◆ Work task A:
In the thesis abstract on peptide analogues for autoimmune diseases, what risks come with conventional therapies?
◆ Work task B:
In the thesis abstract on peptide analogues for autoimmune diseases, rewrite the passage from "Synthetic Peptide Analogues" to "of these challenges.", changing "malignancy" to "cancer".

◆ Extract provided:
Synthetic Peptide Analogues as Targeting and Endosomal Guiding Reagents for Gene Therapy of Autoimmune Diseases

Autoimmune diseases are a broad group of diseases, all caused by inappropriate immune responses against self-antigens, resulting in tissue damage and chronic disease. Conventional therapies focus on symptom management and broad immunosuppression, which lack specificity and come with risks such as infection and malignancy. Novel strategies, such as immunomodulating peptides and small interfering RNA (siRNA), have emerged as potential approaches to selectively target pathogenic immune cells while preserving normal immune function. However, key challenges remain, including the identification of disease-relevant epitopes and the development of delivery systems that ensure efficient cellular uptake and endosomal release. This thesis addresses some of these challenges.

◆ Extracted data:

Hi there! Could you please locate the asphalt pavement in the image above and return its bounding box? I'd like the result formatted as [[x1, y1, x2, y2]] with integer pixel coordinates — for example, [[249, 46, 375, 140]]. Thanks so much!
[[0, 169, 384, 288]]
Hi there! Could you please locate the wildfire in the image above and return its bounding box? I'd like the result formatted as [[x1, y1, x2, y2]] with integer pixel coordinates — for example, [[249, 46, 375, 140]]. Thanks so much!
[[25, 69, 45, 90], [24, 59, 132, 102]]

* * *

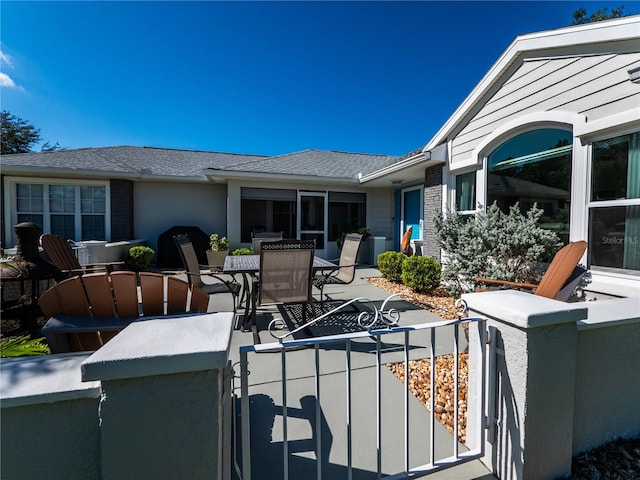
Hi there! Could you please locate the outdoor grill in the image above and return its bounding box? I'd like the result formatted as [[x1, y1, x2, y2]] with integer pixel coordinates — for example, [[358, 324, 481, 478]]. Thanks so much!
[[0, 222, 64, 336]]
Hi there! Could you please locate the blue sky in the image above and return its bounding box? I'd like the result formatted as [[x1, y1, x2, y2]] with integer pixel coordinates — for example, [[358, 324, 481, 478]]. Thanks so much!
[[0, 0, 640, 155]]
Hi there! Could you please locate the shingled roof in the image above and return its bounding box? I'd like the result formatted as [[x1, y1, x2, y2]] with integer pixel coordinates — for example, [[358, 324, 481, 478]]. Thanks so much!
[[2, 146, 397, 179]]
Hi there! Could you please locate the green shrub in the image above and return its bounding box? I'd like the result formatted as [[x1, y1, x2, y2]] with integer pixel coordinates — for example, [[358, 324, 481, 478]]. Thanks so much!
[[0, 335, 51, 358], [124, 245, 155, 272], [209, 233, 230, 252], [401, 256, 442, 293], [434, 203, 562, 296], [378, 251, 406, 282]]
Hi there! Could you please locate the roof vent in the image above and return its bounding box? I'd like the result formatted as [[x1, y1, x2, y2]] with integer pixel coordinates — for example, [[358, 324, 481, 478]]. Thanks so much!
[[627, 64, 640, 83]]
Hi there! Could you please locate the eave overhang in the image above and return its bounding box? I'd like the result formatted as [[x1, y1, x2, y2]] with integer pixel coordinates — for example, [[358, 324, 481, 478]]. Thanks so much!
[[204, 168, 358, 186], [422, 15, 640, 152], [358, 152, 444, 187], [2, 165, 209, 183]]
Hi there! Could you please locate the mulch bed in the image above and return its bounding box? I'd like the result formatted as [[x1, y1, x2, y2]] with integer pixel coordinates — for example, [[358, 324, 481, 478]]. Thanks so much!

◆ Task output A:
Infection and malignancy.

◆ Task output B:
Synthetic Peptide Analogues as Targeting and Endosomal Guiding Reagents for Gene Therapy of Autoimmune Diseases

Autoimmune diseases are a broad group of diseases, all caused by inappropriate immune responses against self-antigens, resulting in tissue damage and chronic disease. Conventional therapies focus on symptom management and broad immunosuppression, which lack specificity and come with risks such as infection and cancer. Novel strategies, such as immunomodulating peptides and small interfering RNA (siRNA), have emerged as potential approaches to selectively target pathogenic immune cells while preserving normal immune function. However, key challenges remain, including the identification of disease-relevant epitopes and the development of delivery systems that ensure efficient cellular uptake and endosomal release. This thesis addresses some of these challenges.